Metin Bölümü:
▬▬▬▬▬▬▬▬▬▬
Haneke, filmlerinde modern insanın bunalımlarını ve sorunlarını gerçeklik arayışı içinde işler. Michael Haneke politik filmler yapmadığını söylese de kendisinin izleyiciyi rahatsız etme ve filmlerinde konu edindiği olaylar üzerinde onları düşündürme amacının politik bir düzlemde gerçekleştiğini söylersek hata etmiş olmayız. Seyircilere filmlerini huzursuz seyirler dileyerek sunan yönetmen işlediği konuları daha çok teorik bir çerçevede ele alıp filmlerinde her zaman izleyiciyle kamerası arasına bir duvar örmeyi tercih etmiştir. Bu bağlamda izleyicinin kendisini filmdeki karakterlerin yerine koyması ve onları içselleştirmesi zordur.
▬▬▬▬▬▬▬▬▬▬
Yapılacaklar:
a) Haneke üzerine olan metin bölümünde Haneke'nin özne olarak yaptığı söylenen eylemlerin hepsini, metindeki bilgiye bağlı kalarak madde madde yazın.
b) Haneke hakkındaki metin bölümüne göre aşağıdaki soruları yanıtlayın:
(i) Yönetmen filmlerini seyircilere ne dileyerek sunar?
(ii) Yönetmen işlediği konuları daha çok nasıl bir çerçevede ele alır?
(iii) Metne göre izleyicinin yapması zor olan şey nedir?
c) Haneke üzerine olan metin bölümünden bir kısmı hiç değiştirmeden çıkarın: "Haneke, filmlerinde modern" sözlerinin geçtiği yerden başlayın ve "onları içselleştirmesi zordur." sözlerinden sonra durun.
▬▬▬▬▬▬▬▬▬▬
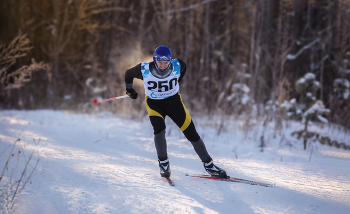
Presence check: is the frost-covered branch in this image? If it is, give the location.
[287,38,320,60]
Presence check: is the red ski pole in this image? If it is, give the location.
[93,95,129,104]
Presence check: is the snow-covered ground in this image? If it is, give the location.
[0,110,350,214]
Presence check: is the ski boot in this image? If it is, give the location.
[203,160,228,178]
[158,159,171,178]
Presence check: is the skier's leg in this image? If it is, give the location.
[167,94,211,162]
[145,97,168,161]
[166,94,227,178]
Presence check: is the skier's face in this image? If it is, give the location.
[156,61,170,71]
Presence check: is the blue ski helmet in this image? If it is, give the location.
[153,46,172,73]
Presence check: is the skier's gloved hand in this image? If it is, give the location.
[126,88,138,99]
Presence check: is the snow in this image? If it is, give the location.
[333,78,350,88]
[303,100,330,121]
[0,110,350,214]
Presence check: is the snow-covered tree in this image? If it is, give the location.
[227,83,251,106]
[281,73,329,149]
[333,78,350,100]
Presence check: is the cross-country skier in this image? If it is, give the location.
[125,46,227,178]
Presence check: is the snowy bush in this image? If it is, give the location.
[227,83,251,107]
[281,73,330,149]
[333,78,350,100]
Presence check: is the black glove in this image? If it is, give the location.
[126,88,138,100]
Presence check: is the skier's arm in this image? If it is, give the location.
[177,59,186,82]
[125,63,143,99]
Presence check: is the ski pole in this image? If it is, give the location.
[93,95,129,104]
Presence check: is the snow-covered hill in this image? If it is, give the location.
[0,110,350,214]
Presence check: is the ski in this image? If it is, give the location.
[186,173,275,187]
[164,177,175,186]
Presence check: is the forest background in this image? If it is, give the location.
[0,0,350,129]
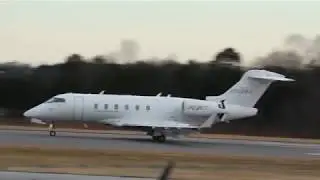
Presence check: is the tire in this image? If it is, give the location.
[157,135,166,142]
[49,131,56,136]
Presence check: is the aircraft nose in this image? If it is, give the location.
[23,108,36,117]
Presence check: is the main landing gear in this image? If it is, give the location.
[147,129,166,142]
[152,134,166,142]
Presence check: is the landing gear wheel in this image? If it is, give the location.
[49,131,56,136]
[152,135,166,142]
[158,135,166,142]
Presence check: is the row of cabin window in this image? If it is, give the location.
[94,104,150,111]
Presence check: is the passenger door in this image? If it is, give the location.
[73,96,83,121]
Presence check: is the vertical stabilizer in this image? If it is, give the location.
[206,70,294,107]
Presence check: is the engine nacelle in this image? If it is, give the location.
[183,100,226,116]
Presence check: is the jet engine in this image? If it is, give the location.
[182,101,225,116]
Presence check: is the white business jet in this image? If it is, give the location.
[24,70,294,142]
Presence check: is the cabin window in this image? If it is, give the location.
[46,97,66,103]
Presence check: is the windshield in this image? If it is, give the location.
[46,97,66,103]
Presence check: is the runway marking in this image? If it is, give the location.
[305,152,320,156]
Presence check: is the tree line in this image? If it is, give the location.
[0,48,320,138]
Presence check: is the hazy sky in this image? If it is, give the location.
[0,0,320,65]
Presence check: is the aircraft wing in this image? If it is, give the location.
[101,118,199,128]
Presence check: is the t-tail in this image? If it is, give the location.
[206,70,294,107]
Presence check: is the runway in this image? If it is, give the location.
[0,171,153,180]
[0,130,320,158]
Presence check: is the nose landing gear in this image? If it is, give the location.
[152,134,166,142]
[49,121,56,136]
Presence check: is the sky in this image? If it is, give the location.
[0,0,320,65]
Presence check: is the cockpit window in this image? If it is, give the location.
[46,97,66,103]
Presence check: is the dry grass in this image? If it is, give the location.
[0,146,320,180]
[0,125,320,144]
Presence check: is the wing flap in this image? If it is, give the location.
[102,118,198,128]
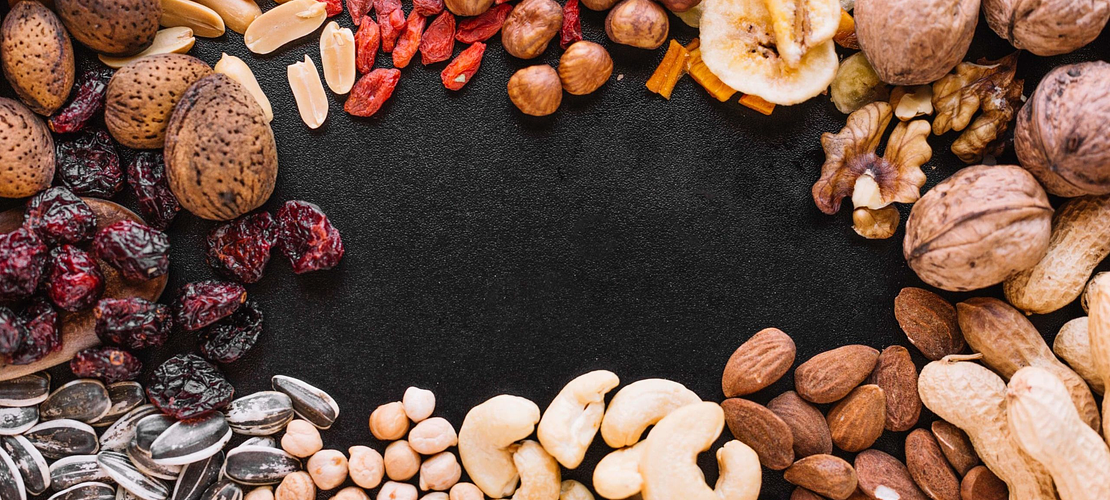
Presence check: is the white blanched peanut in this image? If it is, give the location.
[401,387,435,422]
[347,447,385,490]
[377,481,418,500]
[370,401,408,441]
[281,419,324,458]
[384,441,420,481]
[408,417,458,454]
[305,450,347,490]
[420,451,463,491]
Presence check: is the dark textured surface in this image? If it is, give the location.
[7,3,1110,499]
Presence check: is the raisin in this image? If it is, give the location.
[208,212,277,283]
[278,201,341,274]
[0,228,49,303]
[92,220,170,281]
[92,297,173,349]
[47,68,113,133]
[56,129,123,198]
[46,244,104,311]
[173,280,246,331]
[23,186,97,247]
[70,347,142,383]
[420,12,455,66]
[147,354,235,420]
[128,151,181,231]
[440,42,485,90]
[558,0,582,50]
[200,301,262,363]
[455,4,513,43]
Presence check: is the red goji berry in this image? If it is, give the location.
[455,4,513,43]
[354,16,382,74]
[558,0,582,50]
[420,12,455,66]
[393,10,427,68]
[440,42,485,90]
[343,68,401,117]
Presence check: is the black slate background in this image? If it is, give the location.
▬▬▬▬▬▬▬▬▬▬
Beklenen Yanıtlar:
a)
- Filmlerinde modern insanın bunalımlarını ve sorunlarını gerçeklik arayışı içinde işler.
- Politik filmler yapmadığını söyler.
- Filmlerini seyircilere huzursuz seyirler dileyerek sunar.
- İşlediği konuları daha çok teorik bir çerçevede ele alır.
- Filmlerinde her zaman izleyiciyle kamerası arasına bir duvar örmeyi tercih etmiştir.

b)
(i) Huzursuz seyirler dileyerek sunar.
(ii) Daha çok teorik bir çerçevede ele alır.
(iii) Kendisini filmdeki karakterlerin yerine koyması ve onları içselleştirmesi zordur.

c)
Haneke, filmlerinde modern insanın bunalımlarını ve sorunlarını gerçeklik arayışı içinde işler. Michael Haneke politik filmler yapmadığını söylese de kendisinin izleyiciyi rahatsız etme ve filmlerinde konu edindiği olaylar üzerinde onları düşündürme amacının politik bir düzlemde gerçekleştiğini söylersek hata etmiş olmayız. Seyircilere filmlerini huzursuz seyirler dileyerek sunan yönetmen işlediği konuları daha çok teorik bir çerçevede ele alıp filmlerinde her zaman izleyiciyle kamerası arasına bir duvar örmeyi tercih etmiştir. Bu bağlamda izleyicinin kendisini filmdeki karakterlerin yerine koyması ve onları içselleştirmesi zordur.